» CHALLENGE: List every line below that contains the word "trunk", matching case exactly.

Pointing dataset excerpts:
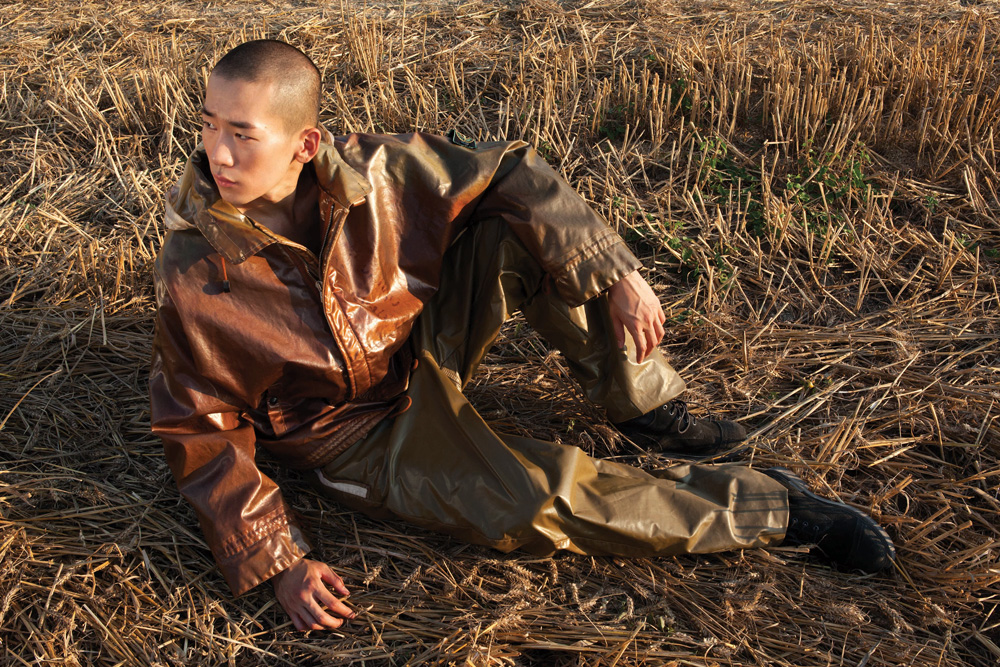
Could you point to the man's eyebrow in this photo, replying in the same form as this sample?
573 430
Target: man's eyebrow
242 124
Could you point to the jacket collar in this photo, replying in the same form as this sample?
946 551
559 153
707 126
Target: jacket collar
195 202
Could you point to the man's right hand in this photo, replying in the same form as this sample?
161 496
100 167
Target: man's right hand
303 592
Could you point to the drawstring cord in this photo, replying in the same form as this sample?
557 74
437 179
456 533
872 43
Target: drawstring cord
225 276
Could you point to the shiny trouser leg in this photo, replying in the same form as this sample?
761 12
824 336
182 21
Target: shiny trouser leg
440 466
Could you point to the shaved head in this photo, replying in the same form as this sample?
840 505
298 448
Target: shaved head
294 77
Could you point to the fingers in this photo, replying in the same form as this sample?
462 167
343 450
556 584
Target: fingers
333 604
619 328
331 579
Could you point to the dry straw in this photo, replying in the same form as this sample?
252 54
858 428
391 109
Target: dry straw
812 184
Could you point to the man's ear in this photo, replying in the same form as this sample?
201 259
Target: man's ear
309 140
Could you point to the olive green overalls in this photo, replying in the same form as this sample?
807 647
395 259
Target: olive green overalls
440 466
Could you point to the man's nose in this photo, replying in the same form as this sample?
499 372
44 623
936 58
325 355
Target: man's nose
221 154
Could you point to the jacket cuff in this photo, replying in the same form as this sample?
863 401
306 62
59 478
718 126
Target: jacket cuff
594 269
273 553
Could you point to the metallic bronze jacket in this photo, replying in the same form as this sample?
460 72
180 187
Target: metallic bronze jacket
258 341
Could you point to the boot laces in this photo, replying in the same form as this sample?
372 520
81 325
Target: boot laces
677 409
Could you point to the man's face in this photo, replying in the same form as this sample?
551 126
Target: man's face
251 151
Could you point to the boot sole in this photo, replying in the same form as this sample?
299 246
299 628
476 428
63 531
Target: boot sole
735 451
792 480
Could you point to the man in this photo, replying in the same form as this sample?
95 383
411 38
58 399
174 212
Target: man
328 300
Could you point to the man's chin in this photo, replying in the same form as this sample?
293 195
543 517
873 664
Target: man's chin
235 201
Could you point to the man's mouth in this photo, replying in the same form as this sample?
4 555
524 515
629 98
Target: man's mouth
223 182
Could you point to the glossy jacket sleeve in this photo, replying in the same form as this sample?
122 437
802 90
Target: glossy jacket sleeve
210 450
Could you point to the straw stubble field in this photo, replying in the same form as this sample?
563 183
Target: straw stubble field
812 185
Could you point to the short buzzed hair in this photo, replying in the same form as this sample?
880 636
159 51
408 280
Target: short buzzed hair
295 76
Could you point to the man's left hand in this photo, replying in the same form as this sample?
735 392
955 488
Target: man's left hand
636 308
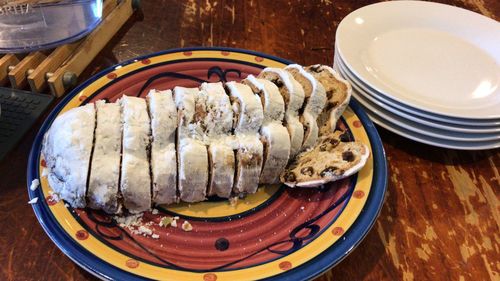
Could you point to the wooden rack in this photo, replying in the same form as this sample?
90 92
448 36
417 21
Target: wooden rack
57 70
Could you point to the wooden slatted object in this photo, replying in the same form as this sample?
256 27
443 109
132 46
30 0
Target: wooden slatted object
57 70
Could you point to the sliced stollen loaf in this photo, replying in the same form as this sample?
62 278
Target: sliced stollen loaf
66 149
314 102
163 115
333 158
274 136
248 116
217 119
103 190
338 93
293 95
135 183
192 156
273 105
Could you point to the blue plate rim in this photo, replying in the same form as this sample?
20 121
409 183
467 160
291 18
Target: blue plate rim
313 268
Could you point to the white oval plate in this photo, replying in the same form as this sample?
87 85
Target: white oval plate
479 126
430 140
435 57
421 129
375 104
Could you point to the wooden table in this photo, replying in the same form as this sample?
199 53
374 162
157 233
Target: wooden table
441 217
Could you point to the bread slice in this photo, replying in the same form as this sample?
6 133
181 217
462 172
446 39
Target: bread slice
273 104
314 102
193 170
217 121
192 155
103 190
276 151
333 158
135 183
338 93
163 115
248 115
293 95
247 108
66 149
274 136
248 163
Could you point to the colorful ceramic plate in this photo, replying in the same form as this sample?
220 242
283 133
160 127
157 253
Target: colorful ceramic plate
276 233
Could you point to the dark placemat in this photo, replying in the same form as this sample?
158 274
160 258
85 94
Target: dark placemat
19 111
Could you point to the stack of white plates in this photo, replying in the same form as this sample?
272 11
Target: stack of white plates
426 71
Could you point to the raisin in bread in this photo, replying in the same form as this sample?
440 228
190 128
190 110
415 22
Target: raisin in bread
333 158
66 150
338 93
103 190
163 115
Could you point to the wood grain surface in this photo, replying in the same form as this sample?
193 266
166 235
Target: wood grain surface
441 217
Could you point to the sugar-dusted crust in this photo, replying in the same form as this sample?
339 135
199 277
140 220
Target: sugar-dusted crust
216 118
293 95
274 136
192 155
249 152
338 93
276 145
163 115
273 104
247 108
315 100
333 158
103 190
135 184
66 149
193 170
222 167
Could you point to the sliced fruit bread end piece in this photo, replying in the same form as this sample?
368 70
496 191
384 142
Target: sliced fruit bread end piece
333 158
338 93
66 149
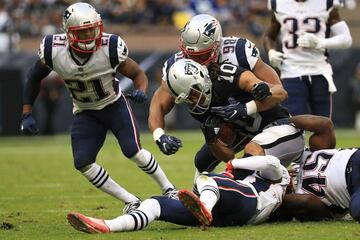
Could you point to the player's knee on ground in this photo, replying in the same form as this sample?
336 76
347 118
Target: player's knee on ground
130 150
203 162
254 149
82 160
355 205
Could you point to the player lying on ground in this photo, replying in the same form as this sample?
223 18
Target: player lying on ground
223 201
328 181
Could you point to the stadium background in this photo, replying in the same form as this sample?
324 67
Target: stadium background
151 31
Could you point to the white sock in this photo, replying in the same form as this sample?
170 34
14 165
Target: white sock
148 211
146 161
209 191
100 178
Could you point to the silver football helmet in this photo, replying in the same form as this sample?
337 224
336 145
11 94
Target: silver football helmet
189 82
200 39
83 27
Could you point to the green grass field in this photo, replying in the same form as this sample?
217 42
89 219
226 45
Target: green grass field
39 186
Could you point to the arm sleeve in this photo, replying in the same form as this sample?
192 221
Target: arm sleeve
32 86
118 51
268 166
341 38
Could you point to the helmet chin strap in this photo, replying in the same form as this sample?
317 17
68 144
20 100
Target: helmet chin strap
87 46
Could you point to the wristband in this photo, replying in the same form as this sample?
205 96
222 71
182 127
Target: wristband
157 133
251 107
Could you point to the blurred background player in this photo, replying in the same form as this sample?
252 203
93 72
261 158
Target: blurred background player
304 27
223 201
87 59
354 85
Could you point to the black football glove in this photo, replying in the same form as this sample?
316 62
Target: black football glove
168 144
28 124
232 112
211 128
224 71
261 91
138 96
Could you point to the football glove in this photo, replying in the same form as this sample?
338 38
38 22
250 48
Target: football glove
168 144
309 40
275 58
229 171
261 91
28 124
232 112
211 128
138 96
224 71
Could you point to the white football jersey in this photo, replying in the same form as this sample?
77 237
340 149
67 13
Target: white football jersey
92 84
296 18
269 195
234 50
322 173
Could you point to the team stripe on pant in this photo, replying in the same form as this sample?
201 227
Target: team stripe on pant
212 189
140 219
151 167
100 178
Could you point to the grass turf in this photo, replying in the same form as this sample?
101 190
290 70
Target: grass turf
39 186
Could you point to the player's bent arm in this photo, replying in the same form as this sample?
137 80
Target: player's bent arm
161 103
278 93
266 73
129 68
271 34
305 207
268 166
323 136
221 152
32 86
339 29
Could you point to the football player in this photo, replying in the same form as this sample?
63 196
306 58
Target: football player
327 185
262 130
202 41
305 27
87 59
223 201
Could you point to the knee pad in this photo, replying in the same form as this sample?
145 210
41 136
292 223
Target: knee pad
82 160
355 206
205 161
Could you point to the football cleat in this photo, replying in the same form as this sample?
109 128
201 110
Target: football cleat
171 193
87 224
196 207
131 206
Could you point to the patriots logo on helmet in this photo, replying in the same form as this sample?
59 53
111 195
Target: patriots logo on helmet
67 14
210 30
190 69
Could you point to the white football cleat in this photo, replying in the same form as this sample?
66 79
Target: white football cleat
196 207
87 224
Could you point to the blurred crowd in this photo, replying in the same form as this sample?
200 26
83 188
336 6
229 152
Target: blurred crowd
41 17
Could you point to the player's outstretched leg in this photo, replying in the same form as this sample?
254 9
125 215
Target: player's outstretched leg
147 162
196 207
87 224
...
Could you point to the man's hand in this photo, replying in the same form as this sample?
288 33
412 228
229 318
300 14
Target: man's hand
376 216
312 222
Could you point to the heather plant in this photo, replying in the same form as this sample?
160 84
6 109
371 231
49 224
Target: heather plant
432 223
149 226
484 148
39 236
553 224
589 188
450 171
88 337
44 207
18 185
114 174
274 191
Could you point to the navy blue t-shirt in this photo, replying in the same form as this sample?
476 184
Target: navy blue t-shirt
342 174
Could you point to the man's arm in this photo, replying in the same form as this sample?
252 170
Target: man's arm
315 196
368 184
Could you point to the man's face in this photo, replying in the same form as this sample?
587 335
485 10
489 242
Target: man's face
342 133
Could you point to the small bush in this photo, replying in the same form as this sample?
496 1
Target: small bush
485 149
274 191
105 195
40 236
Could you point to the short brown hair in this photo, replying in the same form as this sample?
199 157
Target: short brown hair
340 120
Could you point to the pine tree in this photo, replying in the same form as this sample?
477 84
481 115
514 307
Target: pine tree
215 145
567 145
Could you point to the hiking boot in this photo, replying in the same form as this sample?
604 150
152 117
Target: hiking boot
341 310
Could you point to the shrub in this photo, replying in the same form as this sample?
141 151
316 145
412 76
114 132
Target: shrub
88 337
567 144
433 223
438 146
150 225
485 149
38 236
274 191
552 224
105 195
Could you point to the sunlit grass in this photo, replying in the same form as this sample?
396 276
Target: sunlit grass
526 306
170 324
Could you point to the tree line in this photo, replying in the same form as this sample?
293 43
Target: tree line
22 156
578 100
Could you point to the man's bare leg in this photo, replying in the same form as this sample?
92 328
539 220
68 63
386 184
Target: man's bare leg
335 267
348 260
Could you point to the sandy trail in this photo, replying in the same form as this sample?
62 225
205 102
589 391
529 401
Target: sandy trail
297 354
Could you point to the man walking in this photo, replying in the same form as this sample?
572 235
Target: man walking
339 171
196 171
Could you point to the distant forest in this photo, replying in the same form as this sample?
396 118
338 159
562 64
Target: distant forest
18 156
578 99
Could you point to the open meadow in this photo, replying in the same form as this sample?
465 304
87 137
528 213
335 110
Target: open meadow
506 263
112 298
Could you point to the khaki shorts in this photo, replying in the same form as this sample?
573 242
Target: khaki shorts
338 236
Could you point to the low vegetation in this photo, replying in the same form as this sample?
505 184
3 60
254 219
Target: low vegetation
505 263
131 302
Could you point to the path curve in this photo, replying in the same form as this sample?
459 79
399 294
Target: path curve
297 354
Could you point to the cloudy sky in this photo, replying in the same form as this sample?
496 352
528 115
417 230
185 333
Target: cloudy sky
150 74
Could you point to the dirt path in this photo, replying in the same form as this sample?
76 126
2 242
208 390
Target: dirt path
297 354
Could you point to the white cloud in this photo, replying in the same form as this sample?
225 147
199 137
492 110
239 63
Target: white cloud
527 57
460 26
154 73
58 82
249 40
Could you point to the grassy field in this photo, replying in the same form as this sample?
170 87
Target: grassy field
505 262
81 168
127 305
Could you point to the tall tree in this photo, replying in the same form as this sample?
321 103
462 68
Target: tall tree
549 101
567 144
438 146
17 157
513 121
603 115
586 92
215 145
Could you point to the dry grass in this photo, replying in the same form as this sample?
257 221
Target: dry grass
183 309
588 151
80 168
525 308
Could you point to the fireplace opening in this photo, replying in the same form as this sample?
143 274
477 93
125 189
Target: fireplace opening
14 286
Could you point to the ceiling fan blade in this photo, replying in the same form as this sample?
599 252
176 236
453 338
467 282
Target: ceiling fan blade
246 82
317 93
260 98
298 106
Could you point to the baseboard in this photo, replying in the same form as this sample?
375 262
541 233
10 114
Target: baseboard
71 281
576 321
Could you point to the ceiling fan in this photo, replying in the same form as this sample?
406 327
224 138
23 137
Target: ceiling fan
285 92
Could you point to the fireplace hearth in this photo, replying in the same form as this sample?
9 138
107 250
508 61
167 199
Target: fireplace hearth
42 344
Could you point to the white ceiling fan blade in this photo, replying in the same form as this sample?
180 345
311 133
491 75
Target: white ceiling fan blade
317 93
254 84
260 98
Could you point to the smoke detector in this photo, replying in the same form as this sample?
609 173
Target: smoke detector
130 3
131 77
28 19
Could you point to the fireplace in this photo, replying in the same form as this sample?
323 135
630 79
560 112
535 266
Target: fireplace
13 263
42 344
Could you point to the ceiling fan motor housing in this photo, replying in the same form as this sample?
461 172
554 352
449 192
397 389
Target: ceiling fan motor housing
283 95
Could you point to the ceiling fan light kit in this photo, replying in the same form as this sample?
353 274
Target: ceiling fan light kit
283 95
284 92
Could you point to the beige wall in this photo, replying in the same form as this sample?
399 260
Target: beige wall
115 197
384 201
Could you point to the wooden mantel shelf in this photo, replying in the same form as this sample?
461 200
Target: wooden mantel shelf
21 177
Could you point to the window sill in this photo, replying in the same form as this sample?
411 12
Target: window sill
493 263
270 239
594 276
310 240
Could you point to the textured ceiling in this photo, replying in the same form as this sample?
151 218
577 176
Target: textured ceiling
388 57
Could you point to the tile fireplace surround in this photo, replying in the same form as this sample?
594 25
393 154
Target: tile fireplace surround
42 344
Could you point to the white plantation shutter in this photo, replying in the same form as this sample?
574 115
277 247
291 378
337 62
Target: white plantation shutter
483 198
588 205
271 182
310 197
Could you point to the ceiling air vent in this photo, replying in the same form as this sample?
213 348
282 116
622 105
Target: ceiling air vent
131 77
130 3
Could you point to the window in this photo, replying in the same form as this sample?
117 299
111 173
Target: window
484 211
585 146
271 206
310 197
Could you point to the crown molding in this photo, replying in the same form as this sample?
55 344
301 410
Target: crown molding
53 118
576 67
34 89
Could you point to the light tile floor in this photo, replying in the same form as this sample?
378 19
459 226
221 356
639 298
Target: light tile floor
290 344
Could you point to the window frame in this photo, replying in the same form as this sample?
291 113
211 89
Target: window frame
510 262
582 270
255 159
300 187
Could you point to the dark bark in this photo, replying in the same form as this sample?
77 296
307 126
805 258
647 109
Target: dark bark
--
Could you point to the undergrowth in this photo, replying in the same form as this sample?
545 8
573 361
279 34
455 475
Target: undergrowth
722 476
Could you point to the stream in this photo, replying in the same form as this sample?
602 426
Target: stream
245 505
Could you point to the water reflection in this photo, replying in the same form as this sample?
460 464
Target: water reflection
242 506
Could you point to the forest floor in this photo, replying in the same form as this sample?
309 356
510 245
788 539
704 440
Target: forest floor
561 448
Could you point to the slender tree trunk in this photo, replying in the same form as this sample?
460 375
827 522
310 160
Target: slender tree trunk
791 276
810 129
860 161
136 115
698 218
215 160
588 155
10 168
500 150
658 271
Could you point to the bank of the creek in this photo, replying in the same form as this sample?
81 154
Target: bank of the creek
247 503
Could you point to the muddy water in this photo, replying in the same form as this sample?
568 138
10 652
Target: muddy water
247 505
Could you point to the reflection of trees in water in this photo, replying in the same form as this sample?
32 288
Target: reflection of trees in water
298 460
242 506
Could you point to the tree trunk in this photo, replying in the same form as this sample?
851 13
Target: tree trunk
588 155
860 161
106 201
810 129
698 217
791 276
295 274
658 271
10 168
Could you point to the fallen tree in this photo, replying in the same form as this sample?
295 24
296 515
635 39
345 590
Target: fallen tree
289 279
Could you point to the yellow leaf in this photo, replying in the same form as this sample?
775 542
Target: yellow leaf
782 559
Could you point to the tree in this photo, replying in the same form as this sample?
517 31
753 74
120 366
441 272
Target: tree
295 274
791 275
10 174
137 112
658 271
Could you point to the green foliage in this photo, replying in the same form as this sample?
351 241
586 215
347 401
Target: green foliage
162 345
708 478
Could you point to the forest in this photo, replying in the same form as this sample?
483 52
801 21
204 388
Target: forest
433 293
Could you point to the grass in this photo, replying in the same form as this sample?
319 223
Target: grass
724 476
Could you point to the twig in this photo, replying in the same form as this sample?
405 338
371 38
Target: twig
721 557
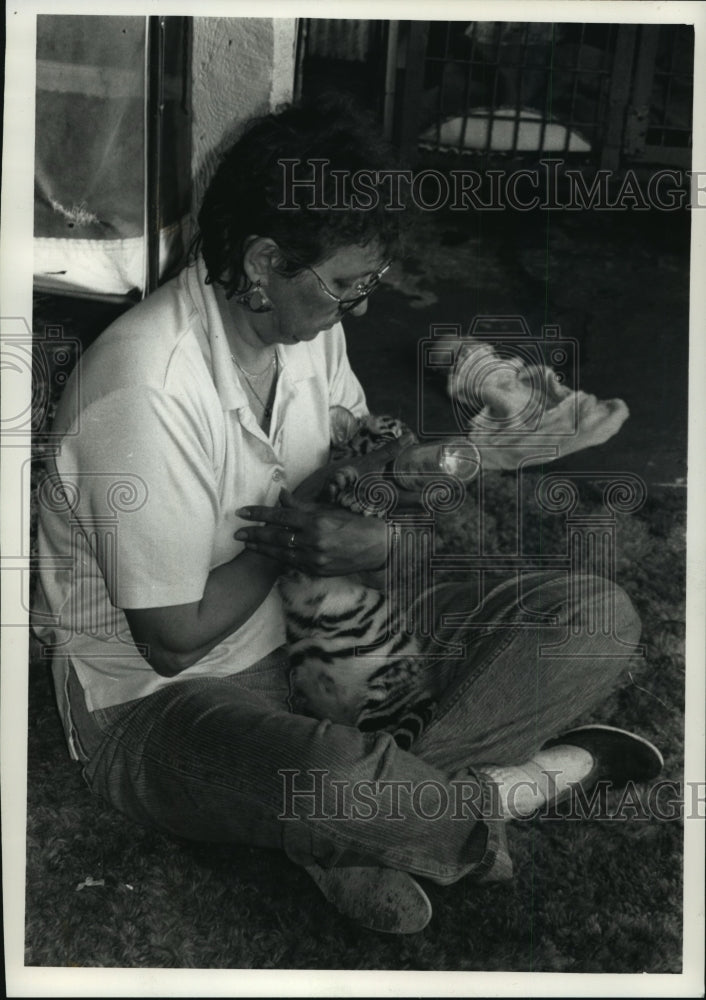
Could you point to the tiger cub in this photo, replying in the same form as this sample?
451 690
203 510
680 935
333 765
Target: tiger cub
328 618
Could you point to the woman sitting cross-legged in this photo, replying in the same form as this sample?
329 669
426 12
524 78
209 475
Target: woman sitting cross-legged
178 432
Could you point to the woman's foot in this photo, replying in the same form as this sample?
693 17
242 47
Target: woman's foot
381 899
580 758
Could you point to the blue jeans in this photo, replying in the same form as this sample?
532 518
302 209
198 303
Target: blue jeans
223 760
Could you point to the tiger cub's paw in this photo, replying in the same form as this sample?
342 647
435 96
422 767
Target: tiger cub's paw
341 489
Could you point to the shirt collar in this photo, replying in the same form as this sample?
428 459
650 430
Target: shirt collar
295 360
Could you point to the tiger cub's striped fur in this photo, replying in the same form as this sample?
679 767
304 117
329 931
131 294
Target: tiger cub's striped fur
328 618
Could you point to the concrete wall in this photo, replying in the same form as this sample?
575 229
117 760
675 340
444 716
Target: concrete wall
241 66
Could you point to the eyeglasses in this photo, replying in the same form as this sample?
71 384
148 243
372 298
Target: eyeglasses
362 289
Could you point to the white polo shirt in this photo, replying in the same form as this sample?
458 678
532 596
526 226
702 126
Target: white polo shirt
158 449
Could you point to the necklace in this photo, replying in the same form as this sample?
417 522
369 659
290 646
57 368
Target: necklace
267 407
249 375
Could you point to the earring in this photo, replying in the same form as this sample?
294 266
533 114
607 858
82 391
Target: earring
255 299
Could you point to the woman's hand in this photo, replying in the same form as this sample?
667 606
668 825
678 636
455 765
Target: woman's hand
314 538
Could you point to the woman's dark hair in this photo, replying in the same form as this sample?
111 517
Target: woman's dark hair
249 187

» RESULT:
Could you point to the slender tree trunk in this photo, replying in the same form as this sample?
Target: slender tree trunk
Could you point to the tree trunk in this photo, replying in the same form as this sample?
Target: tree trunk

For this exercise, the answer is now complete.